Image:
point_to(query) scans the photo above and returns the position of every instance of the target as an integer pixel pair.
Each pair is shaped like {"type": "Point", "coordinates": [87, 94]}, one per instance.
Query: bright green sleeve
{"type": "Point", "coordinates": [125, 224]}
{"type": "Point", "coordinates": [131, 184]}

*****

• WHAT TO DO:
Once you have read the listing, copy it out exactly.

• TASK RESPONSE:
Image:
point_to(query) scans the photo above and returns the position of every instance of the target as an integer pixel pair.
Each pair is shaped like {"type": "Point", "coordinates": [87, 94]}, one per instance.
Query: bright green sleeve
{"type": "Point", "coordinates": [125, 224]}
{"type": "Point", "coordinates": [131, 184]}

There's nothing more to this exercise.